** PROVIDED TEXT **
By PAMELA SCHAEFFER
ATLANTA — "It's a difficult time for health care," said Dr. Donald Berwick, in a keynote address to the Catholic Health Assembly here.
Berwick, appointed administrator of the Centers for Medicare and Medicaid Services by President Barack Obama in 2010, described the mood of the country around health care as "conflicted, polarized, fretful, uncertain."
But increasingly, he said, those emotions are mixed with a sense of urgency, a conviction "that something must be done. We seem to be agreeing with that as a country across all boundaries of political persuasions."
The problems with American health care are well-known, Berwick said: costs are too high, value is too low. The nation is really at a juncture right now, he said, adding that when high costs hinder the nation's ability to invest in infrastructure, the easy choice is "to withhold things, leave some things out of the picture.
"It's a perfectly plausible way to cut costs, but it's not the right way. It's the wrong way," he said.
The right way — delivering more efficient, more effective and safer care, reducing waste — is harder to explain and execute, but offers far better answers, he said. "I am trying every way I can at CMS to make a case for that" — that American health care needs to move into a future in which "no person is ever harmed by health care. Not one hair."
Before his appointment to lead CMS, Berwick, a pediatrician, was president and chief executive of the Institute for Healthcare Improvement, an organization he cofounded and helped build into a national force for improving quality of health care. He is a former clinical professor of pediatrics and health care policy at Harvard Medical School and former professor of health policy and management at the Harvard School of Public Health.
Berwick said his primary goal since becoming administrator of CMS 11 months ago was to change its view of itself from an agency that operates simply as a payer to one with a much broader vision — a vision that makes CMS a partner with other health care organizations in seeking to improve the nation's health.
"From the day I arrived there, I proposed this vision of who we are: CMS is a major force and trustworthy partner for the continual improvement of health and health care for all Americans," he said.

** Data entries **
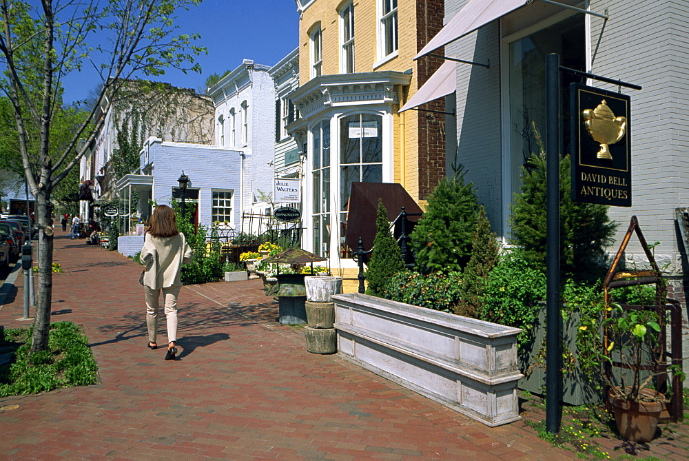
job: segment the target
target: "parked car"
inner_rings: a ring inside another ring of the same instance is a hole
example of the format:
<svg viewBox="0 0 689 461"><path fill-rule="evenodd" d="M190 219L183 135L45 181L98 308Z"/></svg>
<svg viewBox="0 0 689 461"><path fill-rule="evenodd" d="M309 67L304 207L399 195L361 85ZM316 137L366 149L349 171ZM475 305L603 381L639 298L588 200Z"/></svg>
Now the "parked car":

** PROBLEM SET **
1. Translate this sentence from the article on Berwick's keynote address into Spanish: "The problems with American health care are well-known, Berwick said: costs are too high, value is too low."
2. Please extract a passage from the article on Berwick's keynote address: begin at the words "Before his appointment", and stop after "the nation's health.".
These lines are separate material, apart from the article.

** SOLVED TASKS **
1. Los problemas de la atención médica estadounidense son bien conocidos, dijo Berwick: los costos son demasiado altos, el valor es demasiado bajo.

2.
Before his appointment to lead CMS, Berwick, a pediatrician, was president and chief executive of the Institute for Healthcare Improvement, an organization he cofounded and helped build into a national force for improving quality of health care. He is a former clinical professor of pediatrics and health care policy at Harvard Medical School and former professor of health policy and management at the Harvard School of Public Health.
Berwick said his primary goal since becoming administrator of CMS 11 months ago was to change its view of itself from an agency that operates simply as a payer to one with a much broader vision — a vision that makes CMS a partner with other health care organizations in seeking to improve the nation's health.